### Task brief
Please reproduce every record, keeping each one exactly as written.

======

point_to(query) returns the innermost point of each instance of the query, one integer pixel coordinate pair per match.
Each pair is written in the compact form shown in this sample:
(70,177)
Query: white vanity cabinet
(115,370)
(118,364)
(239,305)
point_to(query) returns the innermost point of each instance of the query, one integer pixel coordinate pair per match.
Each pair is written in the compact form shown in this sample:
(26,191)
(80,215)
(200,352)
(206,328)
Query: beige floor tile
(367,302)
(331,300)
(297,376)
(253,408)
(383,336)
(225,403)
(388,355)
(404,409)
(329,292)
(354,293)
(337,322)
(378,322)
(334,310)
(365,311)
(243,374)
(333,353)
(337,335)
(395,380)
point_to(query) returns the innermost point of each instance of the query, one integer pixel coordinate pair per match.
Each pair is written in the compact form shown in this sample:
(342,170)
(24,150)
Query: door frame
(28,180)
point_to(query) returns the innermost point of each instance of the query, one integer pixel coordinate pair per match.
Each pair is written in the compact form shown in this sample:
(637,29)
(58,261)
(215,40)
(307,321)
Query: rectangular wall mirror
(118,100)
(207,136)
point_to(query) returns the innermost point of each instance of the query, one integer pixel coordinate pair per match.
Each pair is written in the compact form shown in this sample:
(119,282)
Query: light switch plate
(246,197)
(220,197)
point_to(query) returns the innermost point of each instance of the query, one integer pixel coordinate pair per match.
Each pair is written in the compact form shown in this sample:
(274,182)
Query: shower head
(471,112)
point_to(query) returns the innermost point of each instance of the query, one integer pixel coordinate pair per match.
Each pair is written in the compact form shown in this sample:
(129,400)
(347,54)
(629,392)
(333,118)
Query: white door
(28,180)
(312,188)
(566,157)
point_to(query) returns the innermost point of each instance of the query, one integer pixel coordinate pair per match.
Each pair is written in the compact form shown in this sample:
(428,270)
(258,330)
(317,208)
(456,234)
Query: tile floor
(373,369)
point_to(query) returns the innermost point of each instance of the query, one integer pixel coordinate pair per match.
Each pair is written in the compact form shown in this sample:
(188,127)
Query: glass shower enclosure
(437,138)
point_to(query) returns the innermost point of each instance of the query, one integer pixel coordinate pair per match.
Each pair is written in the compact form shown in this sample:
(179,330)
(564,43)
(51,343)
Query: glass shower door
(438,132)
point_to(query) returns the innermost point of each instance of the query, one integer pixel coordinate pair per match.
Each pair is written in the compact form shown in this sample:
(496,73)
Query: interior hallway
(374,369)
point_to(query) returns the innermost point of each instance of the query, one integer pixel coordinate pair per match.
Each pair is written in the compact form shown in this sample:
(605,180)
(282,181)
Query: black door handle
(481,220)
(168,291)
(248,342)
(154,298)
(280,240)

======

### Response to the task
point_to(query) returns the innermost point of each instance of the query, one integer pixel coordinate pair per match.
Each pair is written in the compact form shown in this sample:
(70,177)
Query: white vanity cabinet
(115,370)
(118,364)
(239,305)
point_to(query) returns the innermost point of each instance of the query, one integer pixel coordinate pair per match.
Each pair is written in the compact form shown in this sample:
(26,191)
(80,215)
(200,352)
(206,328)
Query: beige floor tile
(367,302)
(331,300)
(297,376)
(253,408)
(383,336)
(225,403)
(388,355)
(404,409)
(329,292)
(354,293)
(337,322)
(378,322)
(334,310)
(365,311)
(243,374)
(333,353)
(337,335)
(395,380)
point_to(query) returns the innermost point of each instance of the query, one integer pixel coordinate pair per match.
Each pair is written in the compact form shown in this sample:
(342,170)
(24,150)
Query: door frame
(28,180)
point_to(query) returns the innermost point of each instance of the query, one integer pixel coordinate pair per match.
Each pair is written in the compact form shown in this sample:
(637,29)
(58,261)
(215,40)
(307,321)
Query: rectangular wall mirror
(118,100)
(207,136)
point_to(query) returns the innermost point of each instance of the query, one integer pixel coordinate pair per match.
Each pair is written in the compact form shown in this sample:
(119,282)
Query: light switch plate
(246,197)
(220,197)
point_to(query) returns the innermost point of each instance of the query, one integer pixel coordinate pair per match.
Each pair is written in the compact form shown in this sample:
(274,182)
Query: shower head
(471,112)
point_to(query) returns the innermost point of each instance of the query, one integer pixel coordinate pair per match.
Each pair is written in the compact form shown in this sample:
(129,400)
(347,54)
(629,392)
(333,118)
Query: white door
(28,180)
(312,188)
(566,157)
point_to(query) returns the innermost point of each instance of the query, one integer pixel coordinate pair per match.
Each pair is written in the compact form shown in this sample:
(428,270)
(258,330)
(317,208)
(456,234)
Query: tile floor
(373,369)
point_to(query) returns the innermost point of each instance of the query, one integer pixel coordinate pair per match.
Each pair is written in the compact form shown in this sample:
(188,127)
Query: glass shower enclosure
(437,138)
point_to(query) returns the innermost point of each instance of the query, one integer pixel coordinate pair per match.
Each pair is written in the compact form shown in this sample:
(179,330)
(564,43)
(51,343)
Query: glass shower door
(438,132)
point_to(query) returns the innermost point of each instance of the query, one integer pixel coordinate pair per match.
Each pair is written in the compact form shown in this sample:
(496,73)
Query: interior hallway
(374,369)
point_to(query) returns the innermost point of each instance of the query, one integer pixel coordinate pair per match.
Each pair is written in the compact form shown in this sample:
(605,180)
(282,181)
Query: black door handle
(481,220)
(168,291)
(248,342)
(154,298)
(280,240)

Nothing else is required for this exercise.